** Opening MATERIAL PROVIDED block **

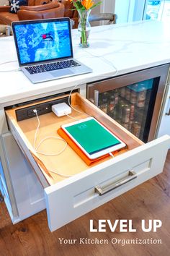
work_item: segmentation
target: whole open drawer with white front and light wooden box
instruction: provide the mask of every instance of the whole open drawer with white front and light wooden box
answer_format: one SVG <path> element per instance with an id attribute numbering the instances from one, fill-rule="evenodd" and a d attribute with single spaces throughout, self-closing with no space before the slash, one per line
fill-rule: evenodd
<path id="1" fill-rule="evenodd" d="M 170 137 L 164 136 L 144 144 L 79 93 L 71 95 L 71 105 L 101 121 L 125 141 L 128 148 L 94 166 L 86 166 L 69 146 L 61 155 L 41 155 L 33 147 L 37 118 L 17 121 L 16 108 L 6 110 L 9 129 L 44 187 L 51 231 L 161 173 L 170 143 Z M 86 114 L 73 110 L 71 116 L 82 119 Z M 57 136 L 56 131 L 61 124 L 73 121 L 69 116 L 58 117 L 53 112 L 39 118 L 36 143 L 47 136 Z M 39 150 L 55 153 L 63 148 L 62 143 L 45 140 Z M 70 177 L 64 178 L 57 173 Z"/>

** Closing MATERIAL PROVIDED block **
** Opening MATERIAL PROVIDED block **

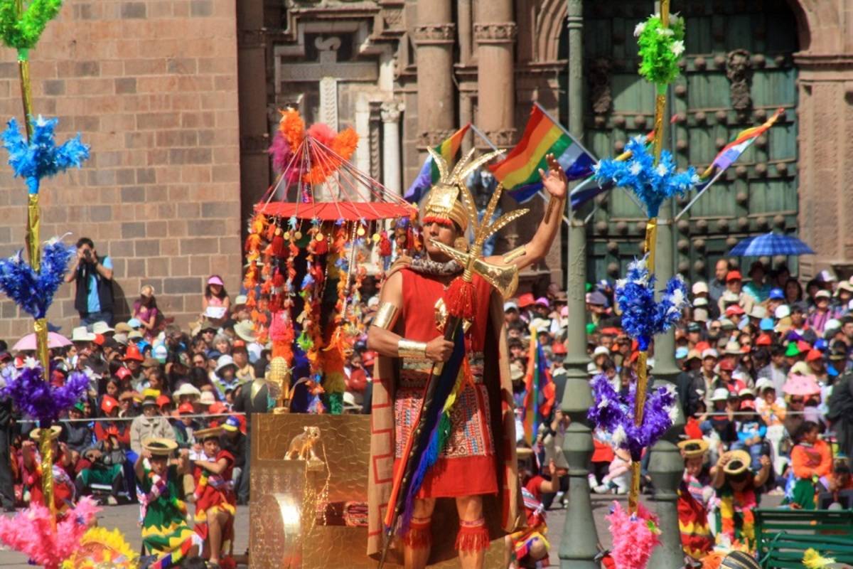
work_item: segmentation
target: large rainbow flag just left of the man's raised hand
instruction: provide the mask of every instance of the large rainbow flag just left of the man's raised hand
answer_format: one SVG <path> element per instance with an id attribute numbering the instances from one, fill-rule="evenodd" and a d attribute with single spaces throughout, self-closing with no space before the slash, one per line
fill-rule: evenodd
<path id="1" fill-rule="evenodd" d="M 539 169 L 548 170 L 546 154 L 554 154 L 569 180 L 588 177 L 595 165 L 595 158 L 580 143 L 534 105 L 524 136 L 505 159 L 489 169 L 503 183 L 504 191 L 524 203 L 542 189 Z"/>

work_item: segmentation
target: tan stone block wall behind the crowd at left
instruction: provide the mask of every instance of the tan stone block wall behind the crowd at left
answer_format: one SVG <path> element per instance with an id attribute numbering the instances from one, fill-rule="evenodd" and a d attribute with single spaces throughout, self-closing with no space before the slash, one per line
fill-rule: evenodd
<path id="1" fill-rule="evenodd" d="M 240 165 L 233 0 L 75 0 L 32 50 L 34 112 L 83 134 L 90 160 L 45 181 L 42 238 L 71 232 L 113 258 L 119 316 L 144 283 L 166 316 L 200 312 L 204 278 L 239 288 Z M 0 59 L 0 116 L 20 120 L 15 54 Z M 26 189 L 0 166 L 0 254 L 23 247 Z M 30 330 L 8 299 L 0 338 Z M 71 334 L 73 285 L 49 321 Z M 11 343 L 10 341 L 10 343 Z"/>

** Closing MATERIAL PROVIDED block **

• [ACTIVITY]: Each line holding "wall" in the records should be copied out.

• [SOLUTION TO THIS PROBLEM]:
target: tan stone block wall behind the crowd at left
instruction: provide the mask of every instance of the tan stone block wall behind the crowd at left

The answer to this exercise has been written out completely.